### GIVEN TASK
Set out the entries below as a numbered list, leaving out any blank lines.

### AVAILABLE RECORDS
##########

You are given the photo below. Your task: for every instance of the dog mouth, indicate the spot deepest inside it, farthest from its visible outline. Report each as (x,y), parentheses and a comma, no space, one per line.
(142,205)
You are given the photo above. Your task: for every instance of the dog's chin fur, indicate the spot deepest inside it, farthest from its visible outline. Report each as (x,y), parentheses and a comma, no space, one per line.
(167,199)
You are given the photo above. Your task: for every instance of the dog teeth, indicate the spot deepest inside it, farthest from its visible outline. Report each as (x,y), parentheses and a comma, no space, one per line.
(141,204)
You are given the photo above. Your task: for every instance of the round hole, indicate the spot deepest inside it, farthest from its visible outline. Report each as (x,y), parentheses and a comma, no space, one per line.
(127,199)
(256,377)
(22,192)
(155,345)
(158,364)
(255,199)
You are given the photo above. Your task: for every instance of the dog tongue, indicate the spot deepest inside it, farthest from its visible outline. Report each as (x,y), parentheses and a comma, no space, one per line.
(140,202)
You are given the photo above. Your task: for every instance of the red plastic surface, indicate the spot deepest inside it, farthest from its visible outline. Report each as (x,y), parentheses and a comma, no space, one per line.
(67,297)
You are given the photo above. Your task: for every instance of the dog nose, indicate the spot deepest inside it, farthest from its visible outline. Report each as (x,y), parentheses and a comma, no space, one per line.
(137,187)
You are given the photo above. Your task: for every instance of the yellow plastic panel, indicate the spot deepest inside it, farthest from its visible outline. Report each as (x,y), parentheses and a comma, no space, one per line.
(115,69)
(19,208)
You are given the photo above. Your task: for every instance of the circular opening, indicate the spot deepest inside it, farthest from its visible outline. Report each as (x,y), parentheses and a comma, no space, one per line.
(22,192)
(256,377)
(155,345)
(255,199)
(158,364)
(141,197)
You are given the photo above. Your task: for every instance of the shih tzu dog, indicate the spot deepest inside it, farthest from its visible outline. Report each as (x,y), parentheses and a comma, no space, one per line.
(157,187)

##########

### RESULT BELOW
1. You are given the photo below. Your task: for every instance of the dog mouth, indicate the spot deepest inside it, farthest from its visible outline. Report each as (x,y), parentheses and a comma, no space, one per line.
2. (142,205)
3. You are given the photo above. Your task: for every instance of the dog's chin fur, indicate the spot deepest inside it, farthest from its visible outline. Report each as (x,y), parentheses and a comma, no space, one per line.
4. (167,199)
5. You are given the photo above. Your task: for every instance of the dog teeth, indicate the spot deepest inside it, farthest from its visible outline. Report each as (x,y), parentheses and a comma, no space, one per line.
6. (141,204)
7. You are given the photo above. Your task: for every instance of the round hole, indicate the spot deepest inside it, farthest from its visible outline. Report each as (x,y), parentheses and a comma, no space, one per line.
8. (127,199)
9. (256,377)
10. (22,192)
11. (155,345)
12. (158,364)
13. (255,199)
14. You are given the photo above. Your task: for every instance of the dog tongue, indicate the spot deepest inside it, farthest from its visible outline. Report each as (x,y), parentheses and a comma, no space, one per line.
15. (140,202)
16. You are given the photo above. Your task: for every instance of the red plastic surface, indicate the spot deepest inside it, farthest from its visible outline. Report each as (x,y), parentheses and a comma, no space, one per line.
17. (67,297)
18. You are given the photo above. Your task: for every instance of the dog nose, indicate the spot deepest inside it, farthest from its visible outline. Report each as (x,y), parentheses and a comma, no space, one per line.
19. (137,187)
20. You are given the photo above. Your task: for every instance of the yellow plastic panel, indicate the spot deepest inside it, farthest from its visible outline. Report each as (x,y), parentheses and a comma, no space, one per line.
21. (115,69)
22. (19,208)
23. You are given the photo above. Your task: for every instance of the circular opening, indicate the spot deepest inside it, farthest from its visible outline. Report each as (x,y), parentheses and a comma, no space, one per line.
24. (22,192)
25. (256,377)
26. (155,345)
27. (255,199)
28. (158,364)
29. (141,197)
30. You are given the photo above. Your task: for every instance of the shih tzu dog, indicate the spot deepest inside it, farthest from its visible outline. Report each as (x,y), parentheses and a comma, no space, one per line.
31. (157,187)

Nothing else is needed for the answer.